# Exercise requirements
Can you update the stretch from the line containing "# draw the outline of every instance of the splashing" through the line containing "144 504 L 126" so that "splashing water" becomes "sea spray" and nothing else changes?

[Items from a dataset]
▬▬▬

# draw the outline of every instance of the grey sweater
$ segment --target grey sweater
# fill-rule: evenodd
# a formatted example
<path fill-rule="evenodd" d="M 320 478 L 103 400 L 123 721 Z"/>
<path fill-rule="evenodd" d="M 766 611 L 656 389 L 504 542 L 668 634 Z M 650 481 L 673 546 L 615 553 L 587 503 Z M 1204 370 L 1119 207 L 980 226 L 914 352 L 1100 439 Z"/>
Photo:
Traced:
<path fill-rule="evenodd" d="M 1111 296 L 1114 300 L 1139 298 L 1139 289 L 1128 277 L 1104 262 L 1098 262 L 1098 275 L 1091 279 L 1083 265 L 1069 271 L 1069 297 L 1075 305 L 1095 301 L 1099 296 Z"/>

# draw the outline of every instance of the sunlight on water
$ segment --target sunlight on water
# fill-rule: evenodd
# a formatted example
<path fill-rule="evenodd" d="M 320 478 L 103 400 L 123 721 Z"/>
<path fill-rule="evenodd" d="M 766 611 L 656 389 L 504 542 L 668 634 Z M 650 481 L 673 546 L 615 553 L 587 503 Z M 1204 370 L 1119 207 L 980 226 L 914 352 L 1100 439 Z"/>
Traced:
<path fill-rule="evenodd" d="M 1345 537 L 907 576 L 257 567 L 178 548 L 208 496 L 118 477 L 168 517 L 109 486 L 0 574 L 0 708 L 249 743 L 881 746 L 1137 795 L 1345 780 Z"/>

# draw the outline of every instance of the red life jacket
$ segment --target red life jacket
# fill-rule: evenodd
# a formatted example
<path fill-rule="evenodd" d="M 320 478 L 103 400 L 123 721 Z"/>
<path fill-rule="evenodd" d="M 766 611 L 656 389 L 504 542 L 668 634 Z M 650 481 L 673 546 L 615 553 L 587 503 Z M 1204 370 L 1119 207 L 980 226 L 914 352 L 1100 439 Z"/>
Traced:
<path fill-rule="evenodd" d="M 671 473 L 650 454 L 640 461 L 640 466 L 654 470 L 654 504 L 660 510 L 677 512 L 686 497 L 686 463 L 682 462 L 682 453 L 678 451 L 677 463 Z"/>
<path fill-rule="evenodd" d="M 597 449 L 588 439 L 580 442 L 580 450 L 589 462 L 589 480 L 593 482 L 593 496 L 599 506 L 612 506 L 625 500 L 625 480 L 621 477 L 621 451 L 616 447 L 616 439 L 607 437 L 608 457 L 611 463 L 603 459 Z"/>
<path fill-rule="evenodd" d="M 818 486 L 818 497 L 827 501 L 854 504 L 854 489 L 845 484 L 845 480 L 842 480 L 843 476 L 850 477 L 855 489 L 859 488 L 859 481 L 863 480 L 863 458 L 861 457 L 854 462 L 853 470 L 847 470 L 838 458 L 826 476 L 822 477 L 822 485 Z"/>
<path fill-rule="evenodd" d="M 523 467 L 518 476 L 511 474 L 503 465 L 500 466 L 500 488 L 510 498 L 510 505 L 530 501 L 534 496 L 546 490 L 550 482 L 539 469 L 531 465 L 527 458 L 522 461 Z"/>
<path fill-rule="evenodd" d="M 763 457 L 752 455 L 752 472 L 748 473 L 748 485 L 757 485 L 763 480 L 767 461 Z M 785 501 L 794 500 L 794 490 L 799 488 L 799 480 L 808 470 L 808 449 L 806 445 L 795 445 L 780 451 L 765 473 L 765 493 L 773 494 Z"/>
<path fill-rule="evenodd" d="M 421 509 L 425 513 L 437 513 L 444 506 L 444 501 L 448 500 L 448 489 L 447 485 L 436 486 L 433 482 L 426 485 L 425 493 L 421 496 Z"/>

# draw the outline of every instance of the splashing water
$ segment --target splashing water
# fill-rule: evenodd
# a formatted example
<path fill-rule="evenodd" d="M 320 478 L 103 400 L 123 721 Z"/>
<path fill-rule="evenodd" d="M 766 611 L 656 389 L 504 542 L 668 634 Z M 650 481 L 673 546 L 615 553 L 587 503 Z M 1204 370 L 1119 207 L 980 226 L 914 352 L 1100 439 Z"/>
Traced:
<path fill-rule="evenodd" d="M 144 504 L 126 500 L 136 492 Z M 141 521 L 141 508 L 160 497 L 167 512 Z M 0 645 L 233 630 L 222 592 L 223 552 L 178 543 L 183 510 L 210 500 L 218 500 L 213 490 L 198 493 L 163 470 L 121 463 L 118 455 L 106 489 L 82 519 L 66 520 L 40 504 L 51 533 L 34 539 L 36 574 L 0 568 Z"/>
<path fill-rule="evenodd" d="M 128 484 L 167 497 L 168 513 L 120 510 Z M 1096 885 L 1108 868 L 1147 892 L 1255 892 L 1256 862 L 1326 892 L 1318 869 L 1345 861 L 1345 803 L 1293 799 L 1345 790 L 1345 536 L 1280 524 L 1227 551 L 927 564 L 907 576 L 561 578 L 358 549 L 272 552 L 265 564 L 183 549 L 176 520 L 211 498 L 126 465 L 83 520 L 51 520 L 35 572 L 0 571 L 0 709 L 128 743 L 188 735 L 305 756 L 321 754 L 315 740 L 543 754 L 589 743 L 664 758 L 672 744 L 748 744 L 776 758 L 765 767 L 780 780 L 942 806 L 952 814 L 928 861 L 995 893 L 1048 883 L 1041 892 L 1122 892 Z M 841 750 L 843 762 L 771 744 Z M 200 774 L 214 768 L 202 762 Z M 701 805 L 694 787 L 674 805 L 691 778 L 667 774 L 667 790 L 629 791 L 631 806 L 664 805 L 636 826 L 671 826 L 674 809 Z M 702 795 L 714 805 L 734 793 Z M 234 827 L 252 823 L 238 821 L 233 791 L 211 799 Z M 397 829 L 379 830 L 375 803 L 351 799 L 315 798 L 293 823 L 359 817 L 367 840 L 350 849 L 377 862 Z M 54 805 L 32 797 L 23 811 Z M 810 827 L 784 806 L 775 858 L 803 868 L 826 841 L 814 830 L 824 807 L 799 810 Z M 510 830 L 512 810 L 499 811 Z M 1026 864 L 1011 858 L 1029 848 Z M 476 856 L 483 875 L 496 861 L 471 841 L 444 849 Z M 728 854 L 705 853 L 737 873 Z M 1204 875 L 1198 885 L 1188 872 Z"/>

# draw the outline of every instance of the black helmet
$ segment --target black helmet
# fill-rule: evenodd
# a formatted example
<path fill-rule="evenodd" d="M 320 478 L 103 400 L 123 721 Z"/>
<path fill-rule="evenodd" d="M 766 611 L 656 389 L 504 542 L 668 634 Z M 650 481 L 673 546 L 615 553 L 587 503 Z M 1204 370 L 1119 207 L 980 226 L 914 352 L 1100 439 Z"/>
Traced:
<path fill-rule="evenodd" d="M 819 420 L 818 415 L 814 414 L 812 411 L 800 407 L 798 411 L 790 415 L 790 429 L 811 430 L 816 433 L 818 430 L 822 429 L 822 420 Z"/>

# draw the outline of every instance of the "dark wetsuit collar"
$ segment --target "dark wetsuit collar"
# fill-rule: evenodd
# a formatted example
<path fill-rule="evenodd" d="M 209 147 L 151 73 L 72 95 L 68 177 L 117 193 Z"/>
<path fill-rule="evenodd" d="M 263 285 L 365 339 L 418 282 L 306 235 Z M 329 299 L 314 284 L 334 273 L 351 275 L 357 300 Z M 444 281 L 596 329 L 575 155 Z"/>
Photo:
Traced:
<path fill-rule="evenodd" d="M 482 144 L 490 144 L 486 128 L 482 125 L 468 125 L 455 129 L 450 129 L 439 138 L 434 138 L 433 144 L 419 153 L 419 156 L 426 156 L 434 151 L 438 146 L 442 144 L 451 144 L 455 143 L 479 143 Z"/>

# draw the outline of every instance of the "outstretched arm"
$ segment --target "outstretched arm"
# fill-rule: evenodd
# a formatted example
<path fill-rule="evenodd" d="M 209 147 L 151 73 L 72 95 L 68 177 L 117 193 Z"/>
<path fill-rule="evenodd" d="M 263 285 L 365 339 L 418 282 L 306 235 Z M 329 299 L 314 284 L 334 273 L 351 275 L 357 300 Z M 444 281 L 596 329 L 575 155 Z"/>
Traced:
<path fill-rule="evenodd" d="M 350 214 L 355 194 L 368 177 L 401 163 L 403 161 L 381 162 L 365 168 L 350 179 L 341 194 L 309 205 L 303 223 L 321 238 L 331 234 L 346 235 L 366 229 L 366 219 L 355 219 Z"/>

▬▬▬

# Response to the task
# draw the outline of every instance of the sea spray
$ segment --target sea spray
# fill-rule: evenodd
# a formatted example
<path fill-rule="evenodd" d="M 320 478 L 103 400 L 123 721 Z"/>
<path fill-rule="evenodd" d="M 766 611 L 656 389 L 504 542 L 668 634 Z M 650 481 L 673 546 L 615 553 L 587 503 Z M 1204 370 L 1119 207 L 980 226 L 914 352 L 1100 439 Z"/>
Traced:
<path fill-rule="evenodd" d="M 144 504 L 126 500 L 136 492 Z M 141 521 L 141 508 L 160 497 L 167 512 Z M 0 645 L 233 630 L 222 592 L 223 552 L 178 543 L 183 510 L 210 500 L 218 500 L 213 490 L 198 493 L 163 470 L 121 463 L 118 455 L 106 489 L 82 519 L 66 520 L 40 504 L 51 533 L 34 539 L 36 574 L 0 568 Z"/>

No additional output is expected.